In Distributions over Languages, we showed how we can use samplers and scorers to define distributions over infinite formal languages and how we could use these, in turn, to define samplers and scorers for corpora. However, in all of these examples we worked with a small, fixed vocabulary of just \(\{a,b\}\).

How can we define samplers and scorers for a real document, like the text of Moby Dick? Whatever our model, it must at least put probability mass on all of the words that appear in the book, i.e., if it assigned probability \(0\) to the word Ishmael, then the probability of the whole corpus would also be \(0\). Now that we have introduced the categorical distribution, we can begin to define models over arbitrary vocabularies containing any set of words.

One very simple way to use the categorical distribution to model a text (maybe the simplest possible) is called the bag of words (BOW) approach. Under this approach, we assume that each word is generated independently (i.e., separately) from some distribution without reference to the other words. Since there are no dependencies between words, we call the result a simple “bag” of words. Equipped with the categorical distribution, we can easily define a simple bag of words model for sentences.

(Source data)
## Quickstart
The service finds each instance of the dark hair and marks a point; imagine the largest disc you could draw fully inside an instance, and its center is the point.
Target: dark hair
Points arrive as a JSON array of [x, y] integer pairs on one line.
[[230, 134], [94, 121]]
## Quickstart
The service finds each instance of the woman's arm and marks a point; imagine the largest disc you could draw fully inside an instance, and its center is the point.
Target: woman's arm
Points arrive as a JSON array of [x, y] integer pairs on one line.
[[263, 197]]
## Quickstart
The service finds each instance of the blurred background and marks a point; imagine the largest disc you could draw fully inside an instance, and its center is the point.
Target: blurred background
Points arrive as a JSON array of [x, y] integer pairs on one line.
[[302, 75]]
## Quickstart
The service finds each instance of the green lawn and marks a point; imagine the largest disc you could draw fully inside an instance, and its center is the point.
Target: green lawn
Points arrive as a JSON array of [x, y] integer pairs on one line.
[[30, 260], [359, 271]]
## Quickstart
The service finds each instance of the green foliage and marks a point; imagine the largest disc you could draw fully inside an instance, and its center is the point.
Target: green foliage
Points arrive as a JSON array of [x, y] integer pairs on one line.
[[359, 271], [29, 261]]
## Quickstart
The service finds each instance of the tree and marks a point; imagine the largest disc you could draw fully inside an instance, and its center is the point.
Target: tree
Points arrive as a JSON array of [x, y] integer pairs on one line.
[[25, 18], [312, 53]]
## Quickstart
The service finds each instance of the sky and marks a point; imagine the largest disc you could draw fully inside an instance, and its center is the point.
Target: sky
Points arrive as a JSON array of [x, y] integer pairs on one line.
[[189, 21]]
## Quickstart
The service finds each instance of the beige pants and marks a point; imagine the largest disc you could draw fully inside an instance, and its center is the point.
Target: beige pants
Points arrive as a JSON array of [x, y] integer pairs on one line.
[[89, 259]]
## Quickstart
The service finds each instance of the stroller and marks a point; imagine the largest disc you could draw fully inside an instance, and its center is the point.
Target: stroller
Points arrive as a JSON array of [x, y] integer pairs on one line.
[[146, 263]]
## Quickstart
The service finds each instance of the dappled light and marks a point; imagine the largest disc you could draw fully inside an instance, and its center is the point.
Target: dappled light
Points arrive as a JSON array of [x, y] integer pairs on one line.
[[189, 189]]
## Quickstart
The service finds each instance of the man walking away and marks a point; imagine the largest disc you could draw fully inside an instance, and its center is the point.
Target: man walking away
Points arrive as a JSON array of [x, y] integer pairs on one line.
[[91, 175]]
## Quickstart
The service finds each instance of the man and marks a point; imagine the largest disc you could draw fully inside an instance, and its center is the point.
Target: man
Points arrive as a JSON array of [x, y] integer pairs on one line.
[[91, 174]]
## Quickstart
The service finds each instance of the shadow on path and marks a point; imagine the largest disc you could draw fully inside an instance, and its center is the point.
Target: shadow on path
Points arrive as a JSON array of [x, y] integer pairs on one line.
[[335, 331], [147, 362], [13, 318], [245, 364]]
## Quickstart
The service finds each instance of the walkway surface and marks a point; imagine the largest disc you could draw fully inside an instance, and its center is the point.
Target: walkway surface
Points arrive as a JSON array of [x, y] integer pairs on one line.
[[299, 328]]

* WHAT TO WORK ON *
[a] From the passage on bag-of-words models, output everything from "In Distributions over" down to "set of words.".
[b] According to the passage on bag-of-words models, how is each word assumed to be generated under the bag of words approach?
These lines were drawn from a separate source.

* SOLUTIONS BY TASK *
[a]
In Distributions over Languages, we showed how we can use samplers and scorers to define distributions over infinite formal languages and how we could use these, in turn, to define samplers and scorers for corpora. However, in all of these examples we worked with a small, fixed vocabulary of just \(\{a,b\}\).

How can we define samplers and scorers for a real document, like the text of Moby Dick? Whatever our model, it must at least put probability mass on all of the words that appear in the book, i.e., if it assigned probability \(0\) to the word Ishmael, then the probability of the whole corpus would also be \(0\). Now that we have introduced the categorical distribution, we can begin to define models over arbitrary vocabularies containing any set of words.

[b] Independently, from some distribution without reference to the other words.